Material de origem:
######

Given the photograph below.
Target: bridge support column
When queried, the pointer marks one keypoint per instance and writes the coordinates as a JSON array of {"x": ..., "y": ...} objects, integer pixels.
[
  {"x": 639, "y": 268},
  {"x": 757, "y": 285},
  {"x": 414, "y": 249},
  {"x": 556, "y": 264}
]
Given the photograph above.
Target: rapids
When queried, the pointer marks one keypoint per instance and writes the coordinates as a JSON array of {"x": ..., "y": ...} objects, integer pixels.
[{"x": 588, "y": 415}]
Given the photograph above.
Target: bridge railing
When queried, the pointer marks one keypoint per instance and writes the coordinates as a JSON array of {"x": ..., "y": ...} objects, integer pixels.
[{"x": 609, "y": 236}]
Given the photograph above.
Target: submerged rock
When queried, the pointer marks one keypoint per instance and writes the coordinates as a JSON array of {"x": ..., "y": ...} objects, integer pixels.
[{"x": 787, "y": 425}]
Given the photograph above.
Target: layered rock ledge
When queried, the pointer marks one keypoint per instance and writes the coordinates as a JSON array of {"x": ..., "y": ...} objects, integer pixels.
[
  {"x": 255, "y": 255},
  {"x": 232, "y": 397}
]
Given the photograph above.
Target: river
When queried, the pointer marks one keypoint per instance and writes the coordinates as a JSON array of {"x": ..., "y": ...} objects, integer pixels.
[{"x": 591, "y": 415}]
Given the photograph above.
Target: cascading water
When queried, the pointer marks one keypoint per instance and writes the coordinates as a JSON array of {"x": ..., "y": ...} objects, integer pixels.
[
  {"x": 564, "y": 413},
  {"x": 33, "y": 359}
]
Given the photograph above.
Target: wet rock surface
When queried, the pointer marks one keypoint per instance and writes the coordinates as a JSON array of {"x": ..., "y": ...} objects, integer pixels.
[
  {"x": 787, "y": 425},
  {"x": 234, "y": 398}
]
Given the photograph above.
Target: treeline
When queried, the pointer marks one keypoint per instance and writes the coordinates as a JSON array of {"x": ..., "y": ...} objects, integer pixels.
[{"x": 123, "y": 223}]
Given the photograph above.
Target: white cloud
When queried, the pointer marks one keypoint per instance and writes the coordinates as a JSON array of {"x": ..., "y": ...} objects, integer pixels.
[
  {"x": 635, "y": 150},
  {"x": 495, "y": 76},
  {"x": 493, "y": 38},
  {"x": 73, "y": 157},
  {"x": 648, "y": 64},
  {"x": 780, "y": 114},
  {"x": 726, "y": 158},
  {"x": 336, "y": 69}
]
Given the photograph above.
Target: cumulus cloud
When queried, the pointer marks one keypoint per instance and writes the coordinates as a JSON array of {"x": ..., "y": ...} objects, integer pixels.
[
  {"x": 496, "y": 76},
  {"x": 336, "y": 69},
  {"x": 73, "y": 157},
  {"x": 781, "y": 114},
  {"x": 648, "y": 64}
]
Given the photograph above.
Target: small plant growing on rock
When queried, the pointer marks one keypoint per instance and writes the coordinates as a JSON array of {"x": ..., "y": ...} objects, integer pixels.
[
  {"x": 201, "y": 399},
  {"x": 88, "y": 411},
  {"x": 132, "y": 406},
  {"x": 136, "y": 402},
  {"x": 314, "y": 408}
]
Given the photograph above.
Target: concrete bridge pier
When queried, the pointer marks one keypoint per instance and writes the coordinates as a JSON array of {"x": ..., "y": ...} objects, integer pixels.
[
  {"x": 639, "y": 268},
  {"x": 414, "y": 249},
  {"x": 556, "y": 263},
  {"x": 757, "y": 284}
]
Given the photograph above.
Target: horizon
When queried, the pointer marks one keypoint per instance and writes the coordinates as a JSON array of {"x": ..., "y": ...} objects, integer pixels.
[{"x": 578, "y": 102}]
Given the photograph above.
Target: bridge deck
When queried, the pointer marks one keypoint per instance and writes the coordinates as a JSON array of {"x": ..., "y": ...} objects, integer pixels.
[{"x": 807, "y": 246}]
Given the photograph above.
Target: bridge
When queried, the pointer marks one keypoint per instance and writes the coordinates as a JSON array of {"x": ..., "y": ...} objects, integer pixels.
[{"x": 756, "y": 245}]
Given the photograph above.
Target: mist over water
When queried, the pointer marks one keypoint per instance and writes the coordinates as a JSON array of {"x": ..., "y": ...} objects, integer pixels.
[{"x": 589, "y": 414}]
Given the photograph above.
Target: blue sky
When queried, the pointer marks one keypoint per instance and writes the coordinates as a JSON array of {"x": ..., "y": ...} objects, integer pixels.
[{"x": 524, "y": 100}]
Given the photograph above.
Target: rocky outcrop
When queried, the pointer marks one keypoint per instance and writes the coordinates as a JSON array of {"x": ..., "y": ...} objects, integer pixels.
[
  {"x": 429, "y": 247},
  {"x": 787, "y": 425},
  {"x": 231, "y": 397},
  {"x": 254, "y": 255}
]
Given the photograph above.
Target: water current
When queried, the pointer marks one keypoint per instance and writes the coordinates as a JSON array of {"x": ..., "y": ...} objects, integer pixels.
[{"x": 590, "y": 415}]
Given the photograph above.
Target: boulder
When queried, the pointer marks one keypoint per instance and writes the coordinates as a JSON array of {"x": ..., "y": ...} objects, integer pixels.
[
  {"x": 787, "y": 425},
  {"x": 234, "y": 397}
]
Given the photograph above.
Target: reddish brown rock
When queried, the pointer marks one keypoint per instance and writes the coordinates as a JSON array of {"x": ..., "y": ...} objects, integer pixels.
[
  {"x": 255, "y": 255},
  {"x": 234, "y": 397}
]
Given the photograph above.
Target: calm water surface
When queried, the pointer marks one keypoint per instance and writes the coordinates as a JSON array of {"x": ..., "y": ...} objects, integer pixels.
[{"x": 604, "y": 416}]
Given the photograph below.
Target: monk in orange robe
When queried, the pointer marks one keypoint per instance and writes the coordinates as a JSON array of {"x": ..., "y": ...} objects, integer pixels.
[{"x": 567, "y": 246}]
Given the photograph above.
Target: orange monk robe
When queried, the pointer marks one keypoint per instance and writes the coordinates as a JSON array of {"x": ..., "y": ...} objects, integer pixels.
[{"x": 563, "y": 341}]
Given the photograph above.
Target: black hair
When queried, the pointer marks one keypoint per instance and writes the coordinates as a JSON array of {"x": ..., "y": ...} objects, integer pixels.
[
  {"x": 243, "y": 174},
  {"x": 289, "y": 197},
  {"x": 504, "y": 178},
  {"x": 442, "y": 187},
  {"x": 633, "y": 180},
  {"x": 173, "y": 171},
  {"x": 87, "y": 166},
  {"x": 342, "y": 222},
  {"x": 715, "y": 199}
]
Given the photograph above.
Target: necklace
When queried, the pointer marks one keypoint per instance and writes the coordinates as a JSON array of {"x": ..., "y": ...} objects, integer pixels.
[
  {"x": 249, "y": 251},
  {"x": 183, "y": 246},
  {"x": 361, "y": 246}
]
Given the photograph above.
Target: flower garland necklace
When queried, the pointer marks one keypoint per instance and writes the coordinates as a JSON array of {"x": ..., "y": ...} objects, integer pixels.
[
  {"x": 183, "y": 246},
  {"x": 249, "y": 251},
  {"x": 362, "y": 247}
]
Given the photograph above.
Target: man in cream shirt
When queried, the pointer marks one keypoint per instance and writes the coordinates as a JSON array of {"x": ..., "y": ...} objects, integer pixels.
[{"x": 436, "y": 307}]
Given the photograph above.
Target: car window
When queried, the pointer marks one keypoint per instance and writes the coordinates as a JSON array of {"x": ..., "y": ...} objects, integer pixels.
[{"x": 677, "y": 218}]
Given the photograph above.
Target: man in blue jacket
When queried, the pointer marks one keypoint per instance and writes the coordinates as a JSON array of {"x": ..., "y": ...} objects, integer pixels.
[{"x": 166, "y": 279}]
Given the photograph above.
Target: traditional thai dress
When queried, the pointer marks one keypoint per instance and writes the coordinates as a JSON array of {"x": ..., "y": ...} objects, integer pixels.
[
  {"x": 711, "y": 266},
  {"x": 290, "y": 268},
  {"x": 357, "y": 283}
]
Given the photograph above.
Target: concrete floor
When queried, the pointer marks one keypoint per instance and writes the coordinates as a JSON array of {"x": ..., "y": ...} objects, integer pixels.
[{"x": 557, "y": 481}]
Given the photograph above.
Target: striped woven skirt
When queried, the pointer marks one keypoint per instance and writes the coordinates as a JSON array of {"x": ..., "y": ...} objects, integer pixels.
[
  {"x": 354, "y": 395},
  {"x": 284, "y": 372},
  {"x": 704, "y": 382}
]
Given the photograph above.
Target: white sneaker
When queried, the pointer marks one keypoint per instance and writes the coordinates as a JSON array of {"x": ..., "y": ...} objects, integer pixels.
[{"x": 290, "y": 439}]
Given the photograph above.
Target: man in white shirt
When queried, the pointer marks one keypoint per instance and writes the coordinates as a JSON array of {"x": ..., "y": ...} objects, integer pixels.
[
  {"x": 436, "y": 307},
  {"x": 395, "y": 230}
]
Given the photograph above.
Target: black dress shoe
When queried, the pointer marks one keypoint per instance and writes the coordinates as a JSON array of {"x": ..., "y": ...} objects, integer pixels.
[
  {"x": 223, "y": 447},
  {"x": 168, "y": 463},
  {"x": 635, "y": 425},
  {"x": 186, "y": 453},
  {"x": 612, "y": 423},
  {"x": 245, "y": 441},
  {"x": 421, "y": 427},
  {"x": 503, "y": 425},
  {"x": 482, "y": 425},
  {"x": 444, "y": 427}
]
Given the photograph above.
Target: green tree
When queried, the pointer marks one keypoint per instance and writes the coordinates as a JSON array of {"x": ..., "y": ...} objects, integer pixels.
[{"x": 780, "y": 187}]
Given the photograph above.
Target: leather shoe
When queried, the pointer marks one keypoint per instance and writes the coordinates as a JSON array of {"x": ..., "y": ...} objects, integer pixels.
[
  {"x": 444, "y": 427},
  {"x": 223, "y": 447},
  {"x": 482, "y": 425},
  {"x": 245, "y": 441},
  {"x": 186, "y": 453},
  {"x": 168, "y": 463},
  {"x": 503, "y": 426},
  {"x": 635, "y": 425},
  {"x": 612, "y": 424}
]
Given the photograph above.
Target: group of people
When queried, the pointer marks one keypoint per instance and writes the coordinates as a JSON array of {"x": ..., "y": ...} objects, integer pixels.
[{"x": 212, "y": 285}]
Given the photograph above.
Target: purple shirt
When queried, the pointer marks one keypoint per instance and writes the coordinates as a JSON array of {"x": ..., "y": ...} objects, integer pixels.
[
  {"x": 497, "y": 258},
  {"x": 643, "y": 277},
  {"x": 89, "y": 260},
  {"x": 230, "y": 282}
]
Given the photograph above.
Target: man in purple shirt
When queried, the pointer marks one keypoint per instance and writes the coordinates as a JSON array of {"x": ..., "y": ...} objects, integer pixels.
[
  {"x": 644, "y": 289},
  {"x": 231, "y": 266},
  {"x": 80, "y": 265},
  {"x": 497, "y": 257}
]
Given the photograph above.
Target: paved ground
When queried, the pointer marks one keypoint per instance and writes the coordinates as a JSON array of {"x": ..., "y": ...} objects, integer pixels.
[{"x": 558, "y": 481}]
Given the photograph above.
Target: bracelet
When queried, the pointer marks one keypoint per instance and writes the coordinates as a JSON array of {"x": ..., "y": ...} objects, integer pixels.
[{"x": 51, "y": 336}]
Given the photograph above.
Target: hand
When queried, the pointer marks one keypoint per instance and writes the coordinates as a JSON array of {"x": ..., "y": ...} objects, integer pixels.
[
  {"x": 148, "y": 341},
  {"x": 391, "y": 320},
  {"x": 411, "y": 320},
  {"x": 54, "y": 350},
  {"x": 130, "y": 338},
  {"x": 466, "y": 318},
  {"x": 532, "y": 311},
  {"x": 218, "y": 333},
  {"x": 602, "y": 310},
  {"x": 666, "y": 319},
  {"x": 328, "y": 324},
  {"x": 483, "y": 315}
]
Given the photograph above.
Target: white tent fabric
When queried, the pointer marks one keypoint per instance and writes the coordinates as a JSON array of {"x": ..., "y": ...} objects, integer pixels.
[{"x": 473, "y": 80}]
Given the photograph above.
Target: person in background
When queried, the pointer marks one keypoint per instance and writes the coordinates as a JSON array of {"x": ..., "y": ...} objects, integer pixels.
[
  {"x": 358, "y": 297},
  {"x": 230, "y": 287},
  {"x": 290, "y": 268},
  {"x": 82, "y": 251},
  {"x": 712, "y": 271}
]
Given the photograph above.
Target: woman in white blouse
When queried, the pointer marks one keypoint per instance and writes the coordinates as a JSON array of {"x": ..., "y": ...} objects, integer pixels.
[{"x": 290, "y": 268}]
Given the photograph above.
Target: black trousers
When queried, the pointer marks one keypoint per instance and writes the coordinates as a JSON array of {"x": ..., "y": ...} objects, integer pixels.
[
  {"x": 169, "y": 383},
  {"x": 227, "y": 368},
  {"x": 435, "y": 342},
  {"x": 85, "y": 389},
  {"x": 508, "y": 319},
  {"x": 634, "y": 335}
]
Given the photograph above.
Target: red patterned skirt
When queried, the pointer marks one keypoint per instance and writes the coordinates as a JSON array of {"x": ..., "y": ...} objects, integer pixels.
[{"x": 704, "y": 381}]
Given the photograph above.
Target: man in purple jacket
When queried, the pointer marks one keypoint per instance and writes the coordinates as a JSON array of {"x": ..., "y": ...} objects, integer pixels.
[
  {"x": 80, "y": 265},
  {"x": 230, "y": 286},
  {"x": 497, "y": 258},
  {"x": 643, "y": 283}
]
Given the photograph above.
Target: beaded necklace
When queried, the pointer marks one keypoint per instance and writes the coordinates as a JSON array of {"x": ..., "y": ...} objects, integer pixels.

######

* _O QUE FAZER_
Filtre o material acima: quais linhas contêm a palavra "surface"? Copie cada uma delas.

* _RESPOSTA AO EXERCÍCIO_
Target: wet rock surface
Target: calm water surface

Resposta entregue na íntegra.